§ SOURCE DOCUMENT:
----

As to the CJEUS’s finding in INGSTEEL that loss of opportunity is protected by EEA public procurement law as a distinct head of damage, the impact on Norwegian law is likely to be only modest as the standard of proof required for establishing such a loss was essentially left to national law. In Norway, the standard of proof for loss of profit is less strict than the minimum requirements flowing from the principle of effectiveness. The new possibility to claim damages for the loss of opportunity to win the contract is therefore unlikely to add much to the existing possibility to claim damages for loss of profit.
The facts of the case
In 2013 a Slovak contracting authority published a call for competition for a contract for works for the reconstruction, modernization and construction of a total of 16 football stadiums. INGSTEEL was a company in a participating tendering association. Due to the association’s economic and financial standing, the contracting authority rejected the association from the procedure. This decisions was eventually quashed by the Slovak Supreme Court in 2018, following a preliminary ruling from the CJEU (see C-76/16). In the meantime, however, the contracting authority had signed the contract with the only remaining tenderer. INGSTEEL’s only remaining remedy was thus to claim damages for the alleged losses caused by the unlawful exclusion from the procedure. The claim included an alleged loss of profit worth about € 820 000.

----

§ DATA SEGMENT:
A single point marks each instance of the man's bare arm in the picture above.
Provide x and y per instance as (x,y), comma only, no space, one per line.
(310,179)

----

Reproduce the stretch from "The facts of" through "about € 820 000." in the INGSTEEL case text, renaming "contracting authority" to "awarding entity" throughout. The data play no part in what is asked here.

§ EXERCISE RESULT:
The facts of the case
In 2013 a Slovak awarding entity published a call for competition for a contract for works for the reconstruction, modernization and construction of a total of 16 football stadiums. INGSTEEL was a company in a participating tendering association. Due to the association’s economic and financial standing, the awarding entity rejected the association from the procedure. This decisions was eventually quashed by the Slovak Supreme Court in 2018, following a preliminary ruling from the CJEU (see C-76/16). In the meantime, however, the awarding entity had signed the contract with the only remaining tenderer. INGSTEEL’s only remaining remedy was thus to claim damages for the alleged losses caused by the unlawful exclusion from the procedure. The claim included an alleged loss of profit worth about € 820 000.